• _ФРАГМЕНТ ДОКУМЕНТА_:

###

Габсбурги в принципе тянули страну вперед: к цивилизованному государству, к законности, в перспективе к парламентаризму и демократии. Но делали это руками немецких чиновников, от вида и языка которых у венгерских аристократов аж зубы болели.
Венгрия ощущала необходимость австрийцев сбросить. Но взяться за это могли лишь те слои общества, которые более всего были заинтересованы в сохранении феодального порядка (и плевать они хотели на то, что средневековье закончилось). Нос вытянешь – хвост увязнет…
Потом, позднее, придет понимание, что при всех сложностях и недостатках, естественных для «эскиза», худой мир лучше доброй войны. Но это потом. Современникам же, живущим «внутри эпохи», всегда есть за что обругать правительство, а уж начальствующее, но чужое – сам бог велел. Как пишет Оскар Яси, накануне крушения империи в годы Первой мировой войны положение сложилось такое, что каждая из частей империи обвиняла во всех бедах другую: в Венгрии считали, что «правящие военные круги сберегают остальные народы ценой крови венгров», а в Австрии – что «аграрная Венгрия живет в изобилии, безжалостно заставляя вторую половину монархии страдать от голода!»[40]
А вот мнение видного венгерского историка, профессора Петера Ханока: «Для Венгрии было гораздо больше преимуществ в сосуществовании с Австрией, чем в разрыве с нею. Австрийские инвестиции в Венгрии, денежные и интеллектуальные (включая рабочую силу), были двигателем прогресса. Я имею в виду прежде всего технологию и экспорт. В течение двухсот лет, со времен Марии Терезии, эта система работала безупречно»[41].

###

• _СПИСОК ЗАДАЧ_:
[a] Продублируйте без изменений часть текста о Венгрии под властью Габсбургов между «Габсбурги в принципе» и «аж зубы болели.» включительно.
[b] Допишите следующую часть текста о Венгрии под властью Габсбургов, начав сразу после его последнего предложения.

###

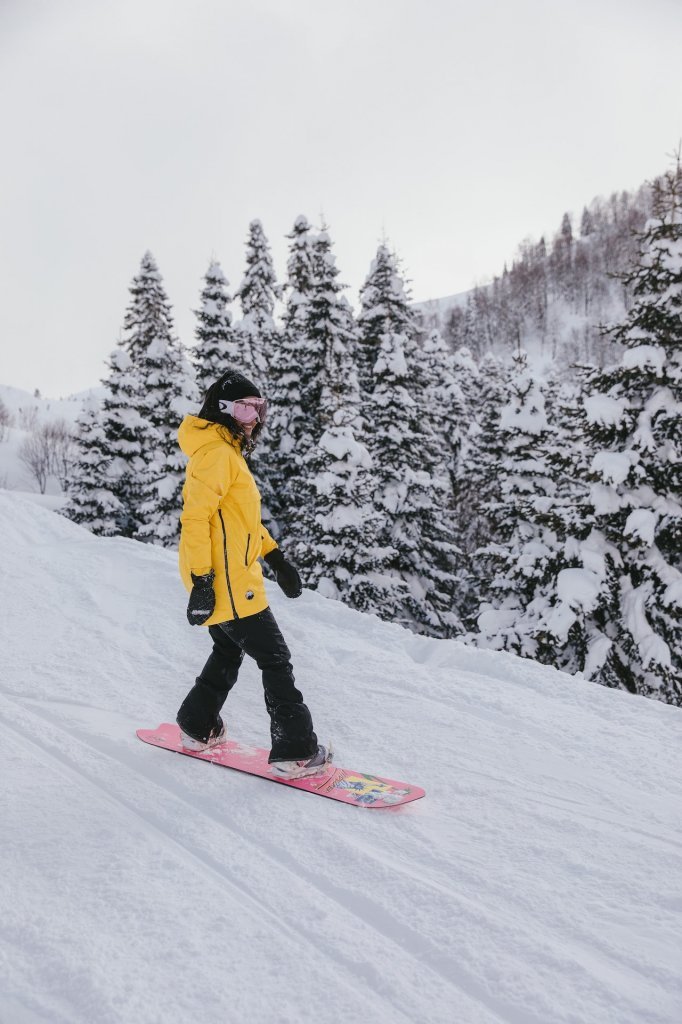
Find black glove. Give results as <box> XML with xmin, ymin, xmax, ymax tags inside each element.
<box><xmin>263</xmin><ymin>548</ymin><xmax>303</xmax><ymax>597</ymax></box>
<box><xmin>187</xmin><ymin>569</ymin><xmax>215</xmax><ymax>626</ymax></box>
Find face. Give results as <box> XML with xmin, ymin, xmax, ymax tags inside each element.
<box><xmin>240</xmin><ymin>394</ymin><xmax>259</xmax><ymax>437</ymax></box>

###

• _ОЖИДАЕМЫЕ ОТВЕТЫ_:
[a]
Габсбурги в принципе тянули страну вперед: к цивилизованному государству, к законности, в перспективе к парламентаризму и демократии. Но делали это руками немецких чиновников, от вида и языка которых у венгерских аристократов аж зубы болели.

[b]
Беда Австро-Венгрии была в том, что она сложилась как многонациональное государство именно в то время, когда Европу охватил невроз национализма, бывший, в свою очередь, логическим следствием эпохи Просвещения. С остальными проблемами империя более или менее справлялась. С этой – не смогла. Но с остальными, повторим, – справлялась.
И прежде всего благодаря умению не доводить до крайностей, не стремиться к максимуму, к пределу, к абсолюту, довольствоваться средним и скромным. Слово «компромисс» осеняло собой сам стиль жизни Австро-Венгрии, из названия документа о формировании дуалистической империи превратившись в необъявляемый, но всеми принимаемый принцип.
Два высказывания современных наблюдателей об империи и ее правителе улавливают именно эту, «компромиссную», ее суть. К уже цитированной характеристике Австро-Венгрии как примера «умеренного процветания, относительного спокойствия и скромного благополучия»[42] можно добавить реплику, в том же духе умеренности и компромисса описывающую ее правителя: «Весь секрет старого императора заключался в том, что он был абсолютно нормален. И в целом вполне зауряден. До такой степени, что мог бы быть идеальным собственным подданным»[43].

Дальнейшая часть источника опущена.